Should You Give Money to Your Adult Children?
/All parents want their children to grow up to be successful, happy adults who experience prosperity—a safe home, nice vacations and new things from time to time. It’s simply how we’re wired as humans.
As a parent, you may even feel it’s in your job description to help your progeny achieve this. From the moment your baby cries out for the first time, you’re driven to offer assistance for every possible challenge that springs up. Yet sometimes this parental “assistance” backfires and achieves the opposite effect.
After a decade of reading about money and partaking in hundreds of conversations with parents, I’ve come to the conclusion that giving adult children money is generally a bad idea.
Gift Receivers Accumulate Less Money
At first glance, this may seem like it goes against your innate need to take care of your children. But here’s what I’ve discovered after observing and studying parents of successful children in my practice: parents who support their kids financially often create a cycle of dependence that is difficult to break. In some cases, it only gets worse.
And I’m not the only one who has seen how damaging it can be to provide financial support to adult children. Research conducted over the years has proven it.
Thomas Stanley, an influential researcher and author of “The Millionaire Next Door,” devoted two chapters and 69 pages to this subject in his book. Calling it “economic outpatient care,” he concluded that “the more money adult children receive, the fewer dollars they accumulate. While those given fewer dollars accumulate more.”
Stanley went on to explain the rationale behind this finding:
· Giving encourages more consumption than saving and investing. In particular, Stanley warns about gifts of house down payments.
· Gift receivers in general never fully distinguish between their wealth and the wealth of their gift-giving parents. They believe they are entitled to the things their parents have, and feel resentment if the wealth is given to somebody else.
· Gift receivers are significantly more dependent on credit than are non-receivers. They use credit in order to sustain their lifestyle of consumption between gifts.
· Gift receivers invest much less money than do non-receivers. Stanley claims that gift receivers are “hyperconsumers” who only think of now. They have come to expect that their financial needs will be met by their parents, so they don't plan for the future.
Is Giving Money to Your Adult Kids Ever Okay?
While Stanley affirms that money for adult kids is bad news, there are two forms of “economic outpatient care” that can pay dividends: subsidizing education and funding a business venture within certain limits.
Paying for education continues to give kids a strong career foundation. Studies show a strong correlation between a college degree and future earnings, unless the degree pursued has limited career prospects.
According to a Bureau of Labor Statistics study, the “median weekly earnings in 2017 for those with the highest levels of educational attainment—doctoral and professional degrees—were more than triple those with the lowest level, less than a high school diploma. And workers with at least a bachelor’s degree earned more than the $907 median weekly earnings for all workers.”1
Raising Kids Who Support Themselves
So how do you ensure that their children grow up to be self-sufficient? The answer I get from parents who have done well in this area is simple: they communicate a reasonable expectation for their kids, usually by the time their children reach high school age, and stick to it.

» **Information supplied**
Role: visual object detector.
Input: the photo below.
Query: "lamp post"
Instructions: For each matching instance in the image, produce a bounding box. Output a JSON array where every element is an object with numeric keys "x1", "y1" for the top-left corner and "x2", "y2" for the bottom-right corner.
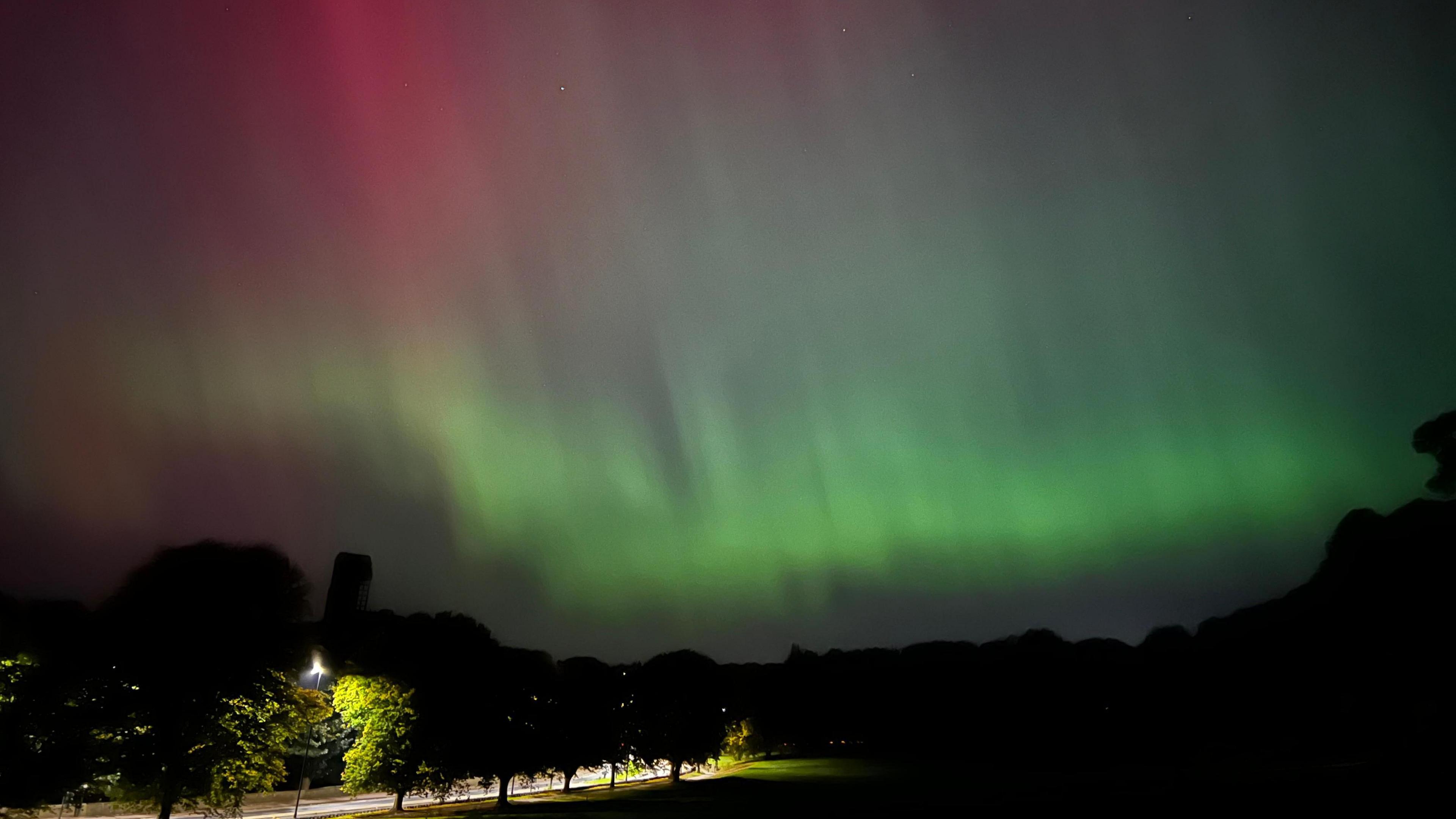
[{"x1": 293, "y1": 656, "x2": 323, "y2": 819}]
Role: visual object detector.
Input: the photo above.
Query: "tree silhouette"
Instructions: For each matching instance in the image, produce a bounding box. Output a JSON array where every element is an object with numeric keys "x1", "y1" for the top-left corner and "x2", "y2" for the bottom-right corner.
[
  {"x1": 549, "y1": 657, "x2": 622, "y2": 790},
  {"x1": 632, "y1": 650, "x2": 726, "y2": 783},
  {"x1": 1411, "y1": 410, "x2": 1456, "y2": 497},
  {"x1": 97, "y1": 542, "x2": 312, "y2": 819},
  {"x1": 470, "y1": 647, "x2": 556, "y2": 806}
]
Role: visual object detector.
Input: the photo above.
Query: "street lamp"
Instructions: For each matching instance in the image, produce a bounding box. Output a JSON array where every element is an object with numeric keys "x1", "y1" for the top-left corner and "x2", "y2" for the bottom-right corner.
[{"x1": 293, "y1": 654, "x2": 323, "y2": 819}]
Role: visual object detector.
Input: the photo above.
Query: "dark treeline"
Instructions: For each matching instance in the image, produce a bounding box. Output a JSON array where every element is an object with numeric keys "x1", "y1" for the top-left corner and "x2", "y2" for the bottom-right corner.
[{"x1": 0, "y1": 413, "x2": 1456, "y2": 819}]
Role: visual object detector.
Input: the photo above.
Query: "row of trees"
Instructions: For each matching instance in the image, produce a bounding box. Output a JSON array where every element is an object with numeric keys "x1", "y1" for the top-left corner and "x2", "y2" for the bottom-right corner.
[
  {"x1": 0, "y1": 542, "x2": 728, "y2": 819},
  {"x1": 0, "y1": 413, "x2": 1456, "y2": 819},
  {"x1": 331, "y1": 612, "x2": 728, "y2": 806}
]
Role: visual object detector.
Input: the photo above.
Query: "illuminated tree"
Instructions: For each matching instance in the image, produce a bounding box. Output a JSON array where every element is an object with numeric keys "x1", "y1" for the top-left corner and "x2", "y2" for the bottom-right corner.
[{"x1": 333, "y1": 675, "x2": 431, "y2": 810}]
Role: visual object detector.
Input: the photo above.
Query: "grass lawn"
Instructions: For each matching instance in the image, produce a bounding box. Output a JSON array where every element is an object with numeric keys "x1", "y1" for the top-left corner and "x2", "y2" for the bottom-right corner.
[{"x1": 381, "y1": 759, "x2": 1438, "y2": 819}]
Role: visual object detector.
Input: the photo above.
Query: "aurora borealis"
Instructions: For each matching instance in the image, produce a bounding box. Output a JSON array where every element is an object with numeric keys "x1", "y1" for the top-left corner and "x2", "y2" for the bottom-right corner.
[{"x1": 0, "y1": 0, "x2": 1456, "y2": 659}]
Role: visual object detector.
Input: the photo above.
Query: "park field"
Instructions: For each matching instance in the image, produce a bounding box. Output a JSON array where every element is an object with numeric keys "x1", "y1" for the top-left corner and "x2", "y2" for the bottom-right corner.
[{"x1": 381, "y1": 758, "x2": 1433, "y2": 819}]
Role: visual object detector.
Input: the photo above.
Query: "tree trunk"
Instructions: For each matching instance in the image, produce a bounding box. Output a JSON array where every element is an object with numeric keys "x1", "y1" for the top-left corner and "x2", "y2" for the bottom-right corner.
[{"x1": 495, "y1": 774, "x2": 515, "y2": 807}]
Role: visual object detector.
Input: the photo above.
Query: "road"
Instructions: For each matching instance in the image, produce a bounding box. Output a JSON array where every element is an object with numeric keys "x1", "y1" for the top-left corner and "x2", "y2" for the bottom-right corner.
[{"x1": 102, "y1": 767, "x2": 681, "y2": 819}]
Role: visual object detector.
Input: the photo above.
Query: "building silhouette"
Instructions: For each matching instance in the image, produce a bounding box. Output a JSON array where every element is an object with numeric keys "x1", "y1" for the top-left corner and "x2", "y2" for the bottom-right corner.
[{"x1": 323, "y1": 552, "x2": 374, "y2": 621}]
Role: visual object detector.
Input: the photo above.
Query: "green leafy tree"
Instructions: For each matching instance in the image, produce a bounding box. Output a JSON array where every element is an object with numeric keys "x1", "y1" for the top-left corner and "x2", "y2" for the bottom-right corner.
[
  {"x1": 0, "y1": 595, "x2": 99, "y2": 810},
  {"x1": 95, "y1": 542, "x2": 322, "y2": 819},
  {"x1": 333, "y1": 675, "x2": 422, "y2": 810}
]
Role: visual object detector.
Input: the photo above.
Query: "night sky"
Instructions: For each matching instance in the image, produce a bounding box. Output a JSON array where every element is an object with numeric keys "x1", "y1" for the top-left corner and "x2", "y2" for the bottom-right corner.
[{"x1": 0, "y1": 0, "x2": 1456, "y2": 660}]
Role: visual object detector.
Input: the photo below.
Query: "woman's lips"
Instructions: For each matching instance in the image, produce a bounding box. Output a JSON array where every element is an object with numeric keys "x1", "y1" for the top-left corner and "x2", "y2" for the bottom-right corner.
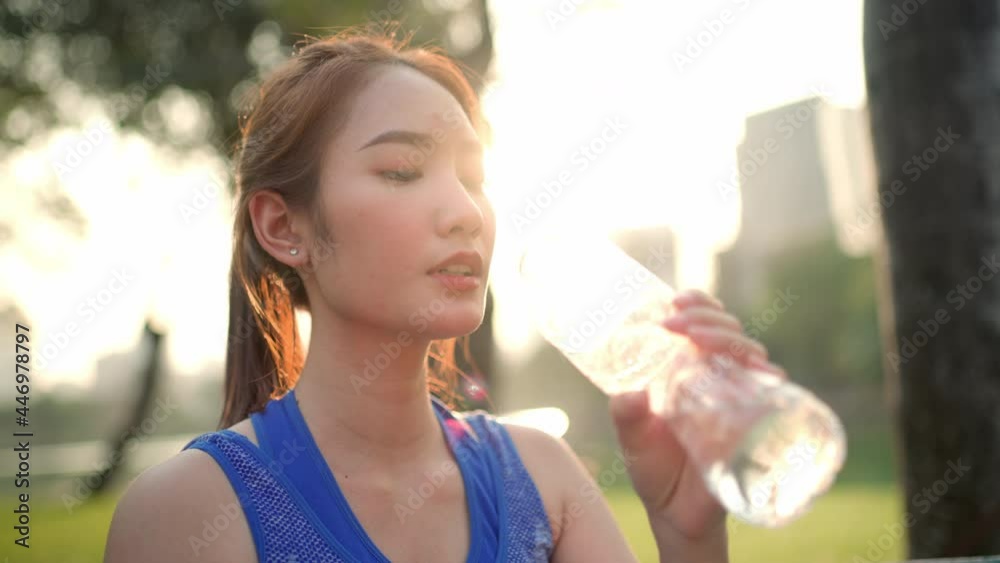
[{"x1": 431, "y1": 272, "x2": 482, "y2": 291}]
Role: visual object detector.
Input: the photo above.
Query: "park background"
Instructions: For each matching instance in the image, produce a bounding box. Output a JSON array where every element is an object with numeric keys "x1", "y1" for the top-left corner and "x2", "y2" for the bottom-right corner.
[{"x1": 0, "y1": 0, "x2": 1000, "y2": 563}]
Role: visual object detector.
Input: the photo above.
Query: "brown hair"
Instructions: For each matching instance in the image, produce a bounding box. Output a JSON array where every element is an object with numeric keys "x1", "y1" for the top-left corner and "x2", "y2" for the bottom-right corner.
[{"x1": 220, "y1": 26, "x2": 487, "y2": 428}]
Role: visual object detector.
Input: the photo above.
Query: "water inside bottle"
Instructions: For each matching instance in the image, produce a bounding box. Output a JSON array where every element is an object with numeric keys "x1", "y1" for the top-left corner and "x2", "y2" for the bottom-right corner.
[{"x1": 705, "y1": 392, "x2": 845, "y2": 527}]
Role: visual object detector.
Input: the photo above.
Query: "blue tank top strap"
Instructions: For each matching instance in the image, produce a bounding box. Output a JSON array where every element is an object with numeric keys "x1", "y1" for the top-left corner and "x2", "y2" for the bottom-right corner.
[
  {"x1": 462, "y1": 410, "x2": 554, "y2": 563},
  {"x1": 184, "y1": 390, "x2": 553, "y2": 563},
  {"x1": 183, "y1": 430, "x2": 359, "y2": 563}
]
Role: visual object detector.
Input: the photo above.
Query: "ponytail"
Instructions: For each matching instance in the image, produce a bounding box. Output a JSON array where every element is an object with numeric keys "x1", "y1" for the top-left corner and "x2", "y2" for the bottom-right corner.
[{"x1": 219, "y1": 236, "x2": 305, "y2": 428}]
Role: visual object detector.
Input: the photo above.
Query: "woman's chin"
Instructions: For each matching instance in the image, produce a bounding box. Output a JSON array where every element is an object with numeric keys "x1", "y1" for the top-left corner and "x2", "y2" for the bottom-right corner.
[{"x1": 424, "y1": 310, "x2": 483, "y2": 340}]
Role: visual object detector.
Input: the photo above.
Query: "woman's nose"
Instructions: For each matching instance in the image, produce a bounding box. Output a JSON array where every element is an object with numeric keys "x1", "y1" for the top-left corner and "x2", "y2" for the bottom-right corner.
[{"x1": 437, "y1": 176, "x2": 484, "y2": 238}]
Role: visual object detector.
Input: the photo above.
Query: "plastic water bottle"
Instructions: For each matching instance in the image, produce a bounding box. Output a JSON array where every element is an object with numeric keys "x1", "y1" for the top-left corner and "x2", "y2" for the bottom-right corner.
[{"x1": 518, "y1": 229, "x2": 846, "y2": 527}]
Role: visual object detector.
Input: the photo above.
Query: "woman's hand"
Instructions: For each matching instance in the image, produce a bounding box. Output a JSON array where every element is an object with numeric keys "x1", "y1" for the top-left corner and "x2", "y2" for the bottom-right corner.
[{"x1": 610, "y1": 290, "x2": 785, "y2": 560}]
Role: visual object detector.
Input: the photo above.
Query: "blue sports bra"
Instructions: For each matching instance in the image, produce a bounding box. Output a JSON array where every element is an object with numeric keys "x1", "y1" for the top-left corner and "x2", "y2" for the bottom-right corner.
[{"x1": 183, "y1": 390, "x2": 553, "y2": 563}]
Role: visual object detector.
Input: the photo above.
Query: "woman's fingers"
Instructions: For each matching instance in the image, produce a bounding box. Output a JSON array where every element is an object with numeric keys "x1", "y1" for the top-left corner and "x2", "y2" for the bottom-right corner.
[
  {"x1": 686, "y1": 326, "x2": 767, "y2": 361},
  {"x1": 663, "y1": 307, "x2": 743, "y2": 332},
  {"x1": 672, "y1": 289, "x2": 723, "y2": 310},
  {"x1": 663, "y1": 289, "x2": 788, "y2": 379}
]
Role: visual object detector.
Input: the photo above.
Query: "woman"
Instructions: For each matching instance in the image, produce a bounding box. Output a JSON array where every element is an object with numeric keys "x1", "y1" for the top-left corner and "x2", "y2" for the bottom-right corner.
[{"x1": 106, "y1": 27, "x2": 778, "y2": 563}]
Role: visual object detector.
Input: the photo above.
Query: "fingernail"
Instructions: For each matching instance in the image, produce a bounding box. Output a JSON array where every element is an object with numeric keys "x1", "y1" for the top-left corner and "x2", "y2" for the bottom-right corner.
[
  {"x1": 618, "y1": 389, "x2": 648, "y2": 410},
  {"x1": 662, "y1": 315, "x2": 685, "y2": 330}
]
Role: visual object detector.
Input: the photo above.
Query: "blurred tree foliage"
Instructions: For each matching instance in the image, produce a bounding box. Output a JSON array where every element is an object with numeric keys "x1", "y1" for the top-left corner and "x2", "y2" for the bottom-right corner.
[
  {"x1": 742, "y1": 239, "x2": 882, "y2": 385},
  {"x1": 0, "y1": 0, "x2": 493, "y2": 152}
]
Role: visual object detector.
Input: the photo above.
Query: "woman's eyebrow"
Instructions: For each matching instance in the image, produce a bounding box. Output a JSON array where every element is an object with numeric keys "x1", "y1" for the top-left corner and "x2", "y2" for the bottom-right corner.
[
  {"x1": 358, "y1": 129, "x2": 433, "y2": 151},
  {"x1": 358, "y1": 129, "x2": 483, "y2": 154}
]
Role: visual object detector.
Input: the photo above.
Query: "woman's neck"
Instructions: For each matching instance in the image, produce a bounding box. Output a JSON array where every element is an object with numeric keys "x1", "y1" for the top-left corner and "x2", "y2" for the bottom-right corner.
[{"x1": 295, "y1": 312, "x2": 442, "y2": 466}]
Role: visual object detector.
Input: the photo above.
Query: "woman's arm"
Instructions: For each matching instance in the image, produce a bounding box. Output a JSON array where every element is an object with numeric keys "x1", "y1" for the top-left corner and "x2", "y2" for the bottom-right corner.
[
  {"x1": 104, "y1": 450, "x2": 257, "y2": 563},
  {"x1": 504, "y1": 424, "x2": 636, "y2": 563}
]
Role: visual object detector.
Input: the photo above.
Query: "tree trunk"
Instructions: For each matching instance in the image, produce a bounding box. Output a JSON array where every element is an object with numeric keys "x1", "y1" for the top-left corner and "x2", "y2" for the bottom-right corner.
[{"x1": 864, "y1": 0, "x2": 1000, "y2": 558}]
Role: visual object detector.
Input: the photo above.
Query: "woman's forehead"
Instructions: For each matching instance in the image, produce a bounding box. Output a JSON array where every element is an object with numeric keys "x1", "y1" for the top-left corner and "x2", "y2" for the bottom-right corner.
[{"x1": 341, "y1": 67, "x2": 476, "y2": 149}]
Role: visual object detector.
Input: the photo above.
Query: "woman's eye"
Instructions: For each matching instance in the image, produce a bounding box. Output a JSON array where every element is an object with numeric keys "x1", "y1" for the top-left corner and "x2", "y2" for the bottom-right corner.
[
  {"x1": 462, "y1": 176, "x2": 483, "y2": 192},
  {"x1": 381, "y1": 170, "x2": 420, "y2": 183}
]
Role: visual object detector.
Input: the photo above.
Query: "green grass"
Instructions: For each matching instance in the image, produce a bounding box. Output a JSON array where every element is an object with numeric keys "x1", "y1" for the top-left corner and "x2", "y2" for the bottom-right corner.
[
  {"x1": 607, "y1": 484, "x2": 905, "y2": 563},
  {"x1": 0, "y1": 490, "x2": 118, "y2": 563}
]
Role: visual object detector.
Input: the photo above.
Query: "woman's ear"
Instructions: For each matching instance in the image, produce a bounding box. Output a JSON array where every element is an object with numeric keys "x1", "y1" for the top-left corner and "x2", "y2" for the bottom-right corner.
[{"x1": 248, "y1": 190, "x2": 309, "y2": 268}]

» **Exercise set**
**1.** According to the article on giving money to adult children, which two forms of financial help does Stanley say can pay dividends?
**2.** Please continue the article on giving money to adult children, starting after its final sentence.
The records aren't needed for any of this.

» **Answers given**
**1.** Subsidizing education and funding a business venture within certain limits.

**2.**
A couple I spoke to recently with several self-sufficient and successful children and grandchildren offered this insight: “We told our kids we would help them through four years of college and then they were on their own.”
When I encounter parents struggling with being the Bank of Mom, and I ask them what their son’s or daughter’s expectations are, they often don’t have an answer. This begs the question: If you as the parent haven’t set an expectation, then how do you expect your kids to set a goal?
Getting Your Adult Kids to Move Out
If you’ve already set the precedent of giving money, whether it be through checks or paying for cell phone and car insurance bills, it’s not too late to change your approach.
A dear client of mine shared in a meeting recently that her adult son was finally moving out at the age of 24. I asked her how she did it. She explained that her strategy involved setting “deadlines” and putting it in writing.
She sat down and worked out a plan, giving her son about three months’ notice. After three months, she began charging him $300 rent per month. After six months, she raised it to $600. She also gave him a list of chores and household responsibilities.
During this process, she reminded her son that she loved him very much and shared her belief that it wasn’t good for him to be under the “tether of his mother’s apron strings.” (I had never heard that phrase before. She’s from the East Coast). She further expressed that she was doing what was best for him since a young man needs his independence.
As she shared her story with me, she emphasized that she treated it like a business agreement. Interestingly, within a few months her son had gone on to gain a better job, which he now loves, and he started dating a girl that my client really likes. Also, after one year of paying mom rent, he is now moving out.
Let’s face it. Being a parent in this day and age is hard. We have so many pressures put upon us, and it is easy to try to fix our shortcomings by giving our kids too much.
The good news is that the best way to deal with adult kids financially is pretty straightforward: avoid giving them money beyond education by setting an expectation and sticking to it. Not only will you set your kids up for true long-term financial security, but you might even take a step in the direction of improving your own.
1. Torpey, Elka. (April 2018). “Measuring the Value of Education.” U.S. Department of Labor: Bureau of Labor Statistics. Retrieved from https://www.bls.gov/careeroutlook/2018/data-on-display/education-pays.htm.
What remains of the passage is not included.